_Bloc de texte_.
□ □ □ □ □
Restauration d’une œuvre d’art historique du campus Pierre et Marie Curie
Dans la perspective du lancement des travaux du bâtiment F, une toile monumentale de Jacques Despierre (1912-1995), commandée au peintre au cours de la première phase du chantier de construction de la Faculté des sciences, a été déposée afin d’être restaurée sous le pilotage du pôle Collections scientifiques et patrimoine de la Bibliothèque de Sorbonne Université.
Rythmes d'eau, Jacques Despierre - © Margaux Rabiller
Un laboratoire des arts
Le campus Pierre et Marie Curie entretient un lien historique étroit avec le dispositif du 1 % artistique, créé en mai 1951 afin qu’une partie des budgets alloués à la construction de bâtiments publics soit consacrée à des « travaux de décoration » par l’intermédiaire de commandes à des artistes contemporains. La construction d’une nouvelle Faculté des sciences, lancée au début des années 1950 sur le site de la Halle aux vins, a ainsi servi de laboratoire au 1 %, conduisant à la création de nombreuses œuvres d’art qui sont encore aujourd’hui visibles sur le campus.
Les premières œuvres du 1 % sont des peintures murales, commandées pour orner les « barres » élevées en 1958 par l’architecte Urbain Cassan. Elles sont réalisées par des artistes rompus aux arts décoratifs, ayant déjà reçu de nombreuses commandes publiques 1. C’est le cas du peintre Jacques Despierre (1912-1995), un des représentants de l’École de Paris, professeur puis chef de l’atelier mural à l’École nationale supérieure des arts décoratifs où il succède à Marcel Gromaire et enseigne le dessin, la fresque et la mosaïque. Dans les années 1950 et 1960, il réalise des panneaux décoratifs pour les paquebots de la Compagnie générale transatlantique et des Messageries Maritimes, notamment le France (1961). La même année, il se voit confier la réalisation d’une œuvre pour décorer le hall d’entrée du bâtiment F : ce sera Rythmes d’eau, une toile marouflée sur panneaux de bois de plus de 5 mètres sur 3 qui, comme les autres peintures murales commandées pour les barres Cassan aux peintres André Planson et Jacques Soubervie, traitent de thèmes faisant référence au monde scientifique 2.
Un patrimoine en restauration
C’est cette toile, conservée jusqu’en 2022 au sein du bâtiment F sur le campus Pierre et Marie Curie, qui est actuellement en cours de restauration. L’opération a été pilotée par le pôle Collections scientifiques et patrimoine de la Bibliothèque de Sorbonne Université qui, depuis sa création en 2017, est engagé dans la cartographie, la conservation et la valorisation des collections de l’université.
□ □ □ □ □
_Travail à faire_. Indiquez, s'il vous plaît, le titre de l'œuvre que Jacques Despierre a réalisée pour le hall d'entrée du bâtiment F, d'après le texte sur la restauration de sa toile.
□ □ □ □ □
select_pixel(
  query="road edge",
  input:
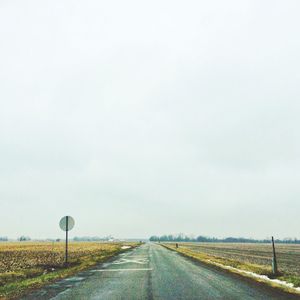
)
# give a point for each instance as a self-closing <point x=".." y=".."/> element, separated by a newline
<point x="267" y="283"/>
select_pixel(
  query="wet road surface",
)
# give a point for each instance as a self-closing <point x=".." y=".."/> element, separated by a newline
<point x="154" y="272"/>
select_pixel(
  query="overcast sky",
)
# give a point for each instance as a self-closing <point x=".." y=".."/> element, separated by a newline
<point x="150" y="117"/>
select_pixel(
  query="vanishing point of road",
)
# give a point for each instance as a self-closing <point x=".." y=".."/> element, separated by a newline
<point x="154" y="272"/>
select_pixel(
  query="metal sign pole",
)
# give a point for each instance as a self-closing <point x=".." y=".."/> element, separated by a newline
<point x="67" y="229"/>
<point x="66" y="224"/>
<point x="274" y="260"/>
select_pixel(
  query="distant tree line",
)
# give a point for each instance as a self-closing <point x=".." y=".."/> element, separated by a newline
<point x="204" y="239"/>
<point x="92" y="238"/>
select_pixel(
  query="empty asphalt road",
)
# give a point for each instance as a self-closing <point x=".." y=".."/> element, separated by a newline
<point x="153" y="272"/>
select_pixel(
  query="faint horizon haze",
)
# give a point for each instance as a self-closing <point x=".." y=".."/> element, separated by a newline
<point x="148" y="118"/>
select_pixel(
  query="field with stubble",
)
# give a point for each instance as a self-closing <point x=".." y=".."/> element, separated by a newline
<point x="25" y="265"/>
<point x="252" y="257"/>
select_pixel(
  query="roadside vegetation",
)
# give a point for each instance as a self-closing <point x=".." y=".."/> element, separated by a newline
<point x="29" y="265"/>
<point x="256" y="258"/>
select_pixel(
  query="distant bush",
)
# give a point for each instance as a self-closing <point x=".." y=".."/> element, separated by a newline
□ □ □ □ □
_Problème résolu_. Rythmes d'eau.